--- Begin ---

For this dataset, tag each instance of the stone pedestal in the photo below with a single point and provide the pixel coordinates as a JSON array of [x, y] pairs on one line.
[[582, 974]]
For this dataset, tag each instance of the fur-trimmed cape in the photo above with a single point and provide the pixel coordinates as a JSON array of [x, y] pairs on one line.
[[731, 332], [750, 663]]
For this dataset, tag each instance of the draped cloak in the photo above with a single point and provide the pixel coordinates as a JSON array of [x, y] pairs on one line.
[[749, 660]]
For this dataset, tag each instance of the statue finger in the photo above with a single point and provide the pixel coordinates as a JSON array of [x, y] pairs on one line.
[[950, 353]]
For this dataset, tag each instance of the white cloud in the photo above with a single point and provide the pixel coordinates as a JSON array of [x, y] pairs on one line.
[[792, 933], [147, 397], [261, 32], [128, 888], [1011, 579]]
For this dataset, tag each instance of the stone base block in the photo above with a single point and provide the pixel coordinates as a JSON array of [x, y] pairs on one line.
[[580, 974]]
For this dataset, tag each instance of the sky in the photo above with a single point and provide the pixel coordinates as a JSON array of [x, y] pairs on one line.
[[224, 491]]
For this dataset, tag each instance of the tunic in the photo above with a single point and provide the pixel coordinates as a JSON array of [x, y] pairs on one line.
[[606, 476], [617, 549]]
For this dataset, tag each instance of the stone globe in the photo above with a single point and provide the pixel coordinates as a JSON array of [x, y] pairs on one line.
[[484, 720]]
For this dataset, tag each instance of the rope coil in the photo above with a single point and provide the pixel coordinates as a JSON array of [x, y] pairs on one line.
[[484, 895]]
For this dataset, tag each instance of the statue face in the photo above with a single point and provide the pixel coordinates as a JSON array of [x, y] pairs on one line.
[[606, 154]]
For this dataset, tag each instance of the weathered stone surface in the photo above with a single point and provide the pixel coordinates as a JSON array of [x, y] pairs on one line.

--- End ---

## WORK INSTRUCTIONS
Print all of the material above again, line for line and unchanged.

## RIGHT ANSWER
For this dataset, tag each instance of the stone pedestal in the photo below with a single point and provide the pixel coordinates as a JSON array of [x, y] pairs on one line.
[[582, 974]]
For this dataset, tag each instance of the fur-trimmed cape in the photo above with a single point and provide the pixel coordinates as a JSON array of [x, y] pairs on one line.
[[731, 332], [750, 663]]
For this dataset, tag each instance of the draped cloak in the photo above with a single point and provide the pixel coordinates as a JSON array of [x, y] pairs on one line.
[[749, 660]]
For this dataset, tag each instance of the statue finger in the photo above with a single point and provide the pixel coordinates as a JSON array of [x, y] pairs on one line.
[[950, 353]]
For this dataset, tag each instance of the white cloud in the photo above with a single point and provide the pixel coordinates as a JSON array of [x, y] pairs on one line.
[[792, 933], [147, 397], [261, 32], [128, 888], [1011, 579]]
For this dataset, tag each instance of the stone base block in the photo above with a single point and provide the pixel coordinates as a JSON array of [x, y] pairs on one line.
[[580, 974]]
For this dataset, tag each instance of the sky in the photo above with a single point and provide the pixel coordinates as a JSON array of [x, y] pairs on one line.
[[224, 491]]
For this dataset, tag each instance of the tunic in the photo above with a single point and provide the pixel coordinates as a JSON array of [x, y] pairs on one line.
[[606, 476], [617, 549]]
For this dataset, tag each instance of the stone globe in the photo above with a single point and provide the pixel coordinates as a JSON array of [x, y] pairs on one line.
[[484, 720]]
For this dataset, tag each instance of the rope coil in the photo above with a single point and provide the pixel coordinates as a JSON array of [x, y] pairs on one line.
[[484, 895]]
For this dataset, tag each instance of the statue face in the photo above with a single point and provide the pixel coordinates as a JSON array of [x, y] pairs on one line.
[[606, 154]]
For this dataset, tag each instance of the weathered stone surface in the photo above with a single point and provide the pixel coordinates as a JSON array of [x, y] pairs on one line.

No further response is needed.